— start of The data —
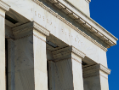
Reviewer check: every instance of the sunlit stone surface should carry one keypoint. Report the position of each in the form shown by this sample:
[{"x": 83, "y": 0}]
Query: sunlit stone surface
[{"x": 52, "y": 45}]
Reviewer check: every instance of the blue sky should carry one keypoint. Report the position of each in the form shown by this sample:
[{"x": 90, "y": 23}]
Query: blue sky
[{"x": 106, "y": 13}]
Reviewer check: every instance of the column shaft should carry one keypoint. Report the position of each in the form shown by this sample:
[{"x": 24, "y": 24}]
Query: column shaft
[
  {"x": 66, "y": 70},
  {"x": 29, "y": 62},
  {"x": 3, "y": 8}
]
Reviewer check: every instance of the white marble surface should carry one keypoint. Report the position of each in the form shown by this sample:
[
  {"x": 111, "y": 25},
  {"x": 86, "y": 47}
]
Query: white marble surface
[
  {"x": 95, "y": 79},
  {"x": 82, "y": 5},
  {"x": 33, "y": 11},
  {"x": 65, "y": 71},
  {"x": 2, "y": 51},
  {"x": 27, "y": 60}
]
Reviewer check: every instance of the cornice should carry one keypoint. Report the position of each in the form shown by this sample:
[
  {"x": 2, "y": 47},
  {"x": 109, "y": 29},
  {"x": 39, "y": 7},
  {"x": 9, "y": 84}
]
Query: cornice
[
  {"x": 98, "y": 33},
  {"x": 30, "y": 26},
  {"x": 96, "y": 68},
  {"x": 66, "y": 53},
  {"x": 41, "y": 29},
  {"x": 69, "y": 24},
  {"x": 78, "y": 52},
  {"x": 4, "y": 6}
]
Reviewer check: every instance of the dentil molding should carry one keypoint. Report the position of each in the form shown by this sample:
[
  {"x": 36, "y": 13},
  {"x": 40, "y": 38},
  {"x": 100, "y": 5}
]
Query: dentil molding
[
  {"x": 69, "y": 24},
  {"x": 84, "y": 23},
  {"x": 66, "y": 53},
  {"x": 30, "y": 26}
]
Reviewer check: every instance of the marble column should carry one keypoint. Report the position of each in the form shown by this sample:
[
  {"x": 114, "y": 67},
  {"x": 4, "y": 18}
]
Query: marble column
[
  {"x": 96, "y": 77},
  {"x": 27, "y": 58},
  {"x": 3, "y": 8},
  {"x": 65, "y": 71}
]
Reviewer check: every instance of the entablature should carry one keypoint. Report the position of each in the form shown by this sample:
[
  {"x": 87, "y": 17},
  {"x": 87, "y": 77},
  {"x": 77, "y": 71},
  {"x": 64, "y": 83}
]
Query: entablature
[{"x": 86, "y": 22}]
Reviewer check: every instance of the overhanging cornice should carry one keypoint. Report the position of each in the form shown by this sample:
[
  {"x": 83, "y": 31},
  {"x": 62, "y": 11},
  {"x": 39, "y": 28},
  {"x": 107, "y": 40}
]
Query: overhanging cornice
[
  {"x": 4, "y": 6},
  {"x": 86, "y": 22}
]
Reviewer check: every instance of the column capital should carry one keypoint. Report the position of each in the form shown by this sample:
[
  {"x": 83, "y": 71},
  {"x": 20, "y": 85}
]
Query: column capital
[
  {"x": 4, "y": 6},
  {"x": 66, "y": 53},
  {"x": 27, "y": 29}
]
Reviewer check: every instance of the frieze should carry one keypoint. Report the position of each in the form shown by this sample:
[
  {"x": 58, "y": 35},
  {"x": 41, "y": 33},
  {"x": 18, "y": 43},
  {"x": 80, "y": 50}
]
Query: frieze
[{"x": 65, "y": 21}]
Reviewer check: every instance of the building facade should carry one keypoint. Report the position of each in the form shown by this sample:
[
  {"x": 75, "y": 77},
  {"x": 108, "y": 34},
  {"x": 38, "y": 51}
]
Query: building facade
[{"x": 52, "y": 45}]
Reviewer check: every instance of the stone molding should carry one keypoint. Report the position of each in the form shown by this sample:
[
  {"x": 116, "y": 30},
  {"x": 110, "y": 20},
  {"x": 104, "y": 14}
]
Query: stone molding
[
  {"x": 4, "y": 6},
  {"x": 78, "y": 52},
  {"x": 95, "y": 70},
  {"x": 66, "y": 53},
  {"x": 84, "y": 23},
  {"x": 29, "y": 27},
  {"x": 41, "y": 29},
  {"x": 70, "y": 25}
]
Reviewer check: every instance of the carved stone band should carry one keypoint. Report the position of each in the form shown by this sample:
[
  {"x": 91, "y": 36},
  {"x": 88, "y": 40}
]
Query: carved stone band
[
  {"x": 4, "y": 6},
  {"x": 30, "y": 26},
  {"x": 66, "y": 52},
  {"x": 97, "y": 68}
]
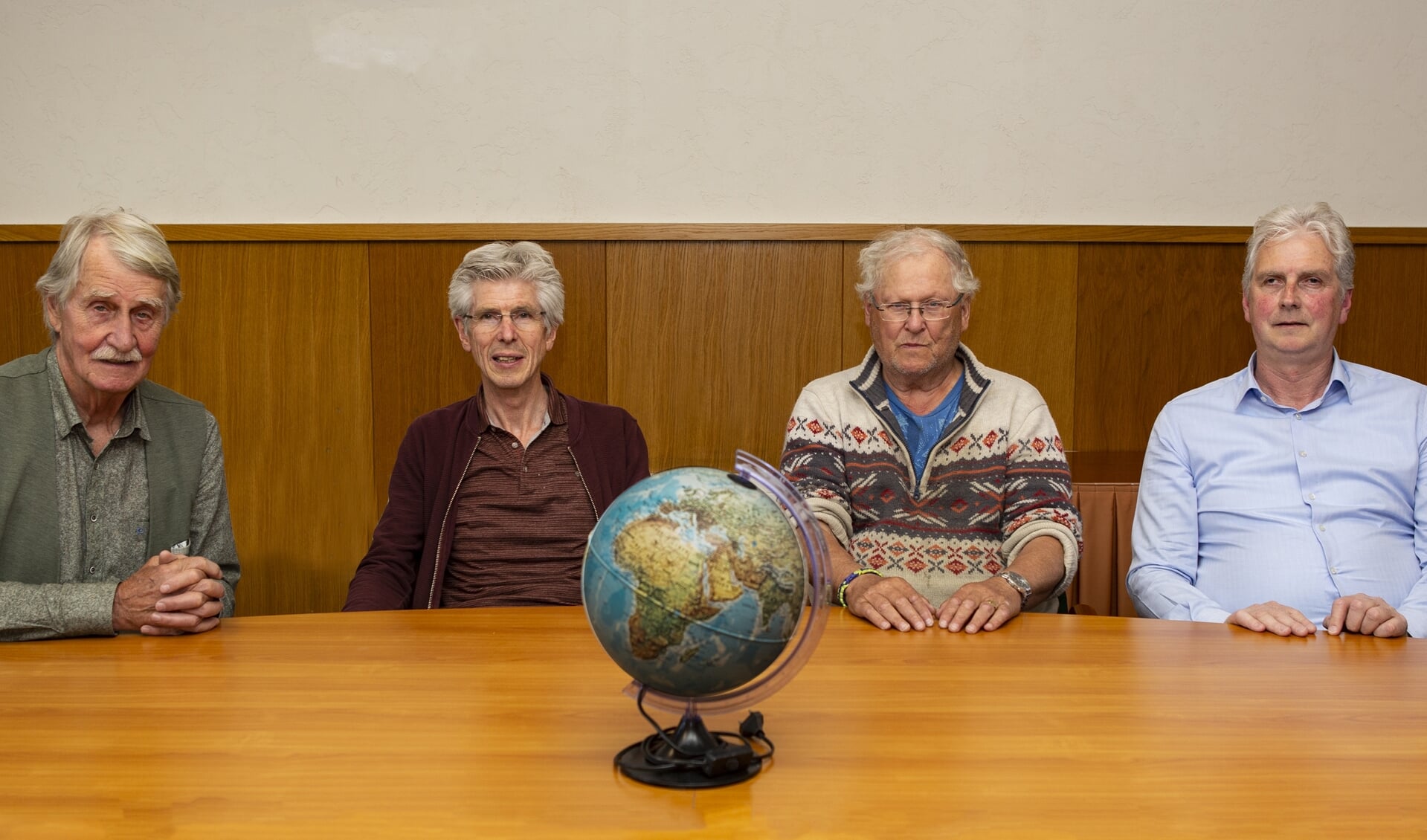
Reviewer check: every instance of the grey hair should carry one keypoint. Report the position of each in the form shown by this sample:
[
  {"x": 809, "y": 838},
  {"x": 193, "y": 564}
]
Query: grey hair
[
  {"x": 895, "y": 245},
  {"x": 509, "y": 262},
  {"x": 133, "y": 240},
  {"x": 1321, "y": 220}
]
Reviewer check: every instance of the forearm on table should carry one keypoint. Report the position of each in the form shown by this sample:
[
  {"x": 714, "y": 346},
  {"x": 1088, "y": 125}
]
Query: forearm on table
[
  {"x": 1043, "y": 565},
  {"x": 53, "y": 611}
]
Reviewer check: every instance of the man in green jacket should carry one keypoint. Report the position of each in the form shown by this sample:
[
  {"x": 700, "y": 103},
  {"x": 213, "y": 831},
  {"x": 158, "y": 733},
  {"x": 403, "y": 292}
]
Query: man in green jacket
[{"x": 113, "y": 503}]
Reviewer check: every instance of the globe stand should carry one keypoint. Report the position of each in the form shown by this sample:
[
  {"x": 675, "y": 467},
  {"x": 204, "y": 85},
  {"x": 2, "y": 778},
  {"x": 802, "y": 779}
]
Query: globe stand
[
  {"x": 695, "y": 759},
  {"x": 691, "y": 756}
]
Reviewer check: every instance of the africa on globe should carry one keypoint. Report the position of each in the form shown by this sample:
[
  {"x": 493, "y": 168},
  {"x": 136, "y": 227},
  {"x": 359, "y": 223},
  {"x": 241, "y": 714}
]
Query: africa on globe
[{"x": 694, "y": 582}]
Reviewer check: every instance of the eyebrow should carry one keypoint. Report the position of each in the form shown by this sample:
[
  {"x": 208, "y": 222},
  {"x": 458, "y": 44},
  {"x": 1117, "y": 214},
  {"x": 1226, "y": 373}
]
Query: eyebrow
[{"x": 97, "y": 296}]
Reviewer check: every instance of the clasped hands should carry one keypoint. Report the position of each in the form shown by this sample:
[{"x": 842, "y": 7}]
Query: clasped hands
[
  {"x": 1355, "y": 613},
  {"x": 170, "y": 595},
  {"x": 892, "y": 602}
]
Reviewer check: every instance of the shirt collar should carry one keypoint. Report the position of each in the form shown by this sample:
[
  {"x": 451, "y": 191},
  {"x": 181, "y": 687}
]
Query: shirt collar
[
  {"x": 554, "y": 408},
  {"x": 1248, "y": 384},
  {"x": 68, "y": 419}
]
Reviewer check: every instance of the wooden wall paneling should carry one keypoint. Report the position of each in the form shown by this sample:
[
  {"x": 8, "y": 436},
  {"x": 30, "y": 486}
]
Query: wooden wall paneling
[
  {"x": 1153, "y": 321},
  {"x": 273, "y": 337},
  {"x": 22, "y": 329},
  {"x": 855, "y": 337},
  {"x": 712, "y": 341},
  {"x": 417, "y": 358},
  {"x": 1023, "y": 320},
  {"x": 1385, "y": 327}
]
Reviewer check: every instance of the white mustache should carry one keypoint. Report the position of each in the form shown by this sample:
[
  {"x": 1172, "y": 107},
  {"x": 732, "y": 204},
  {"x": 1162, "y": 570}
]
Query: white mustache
[{"x": 109, "y": 354}]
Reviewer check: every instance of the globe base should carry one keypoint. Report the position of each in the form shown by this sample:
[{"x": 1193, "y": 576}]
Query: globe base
[{"x": 695, "y": 759}]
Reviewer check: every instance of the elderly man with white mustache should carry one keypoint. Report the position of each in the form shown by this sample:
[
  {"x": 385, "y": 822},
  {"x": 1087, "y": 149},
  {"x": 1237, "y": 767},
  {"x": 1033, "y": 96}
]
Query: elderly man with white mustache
[{"x": 113, "y": 503}]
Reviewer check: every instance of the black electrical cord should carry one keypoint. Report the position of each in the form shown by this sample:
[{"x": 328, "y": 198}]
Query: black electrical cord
[{"x": 750, "y": 731}]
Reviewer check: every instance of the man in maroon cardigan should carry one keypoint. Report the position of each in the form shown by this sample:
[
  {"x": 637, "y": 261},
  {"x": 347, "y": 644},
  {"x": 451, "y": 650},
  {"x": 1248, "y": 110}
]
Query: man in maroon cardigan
[{"x": 493, "y": 498}]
— end of The data —
Reproduce the lines word for word, starting at the one holding "Reviewer check: every instance of the black" and ending at the final line of the material above.

Reviewer check: every instance of the black electrical cord should carry one keypoint. Report the position of each in the form shown by this sample:
[{"x": 328, "y": 198}]
Query: black electrical cord
[{"x": 750, "y": 731}]
Reviewer check: every instance of the man in maroon cardigan should carry one keypoint. Report the position of each in the form shown by this sample:
[
  {"x": 637, "y": 261},
  {"x": 347, "y": 644},
  {"x": 451, "y": 650},
  {"x": 1248, "y": 110}
]
Query: man in maroon cardigan
[{"x": 493, "y": 498}]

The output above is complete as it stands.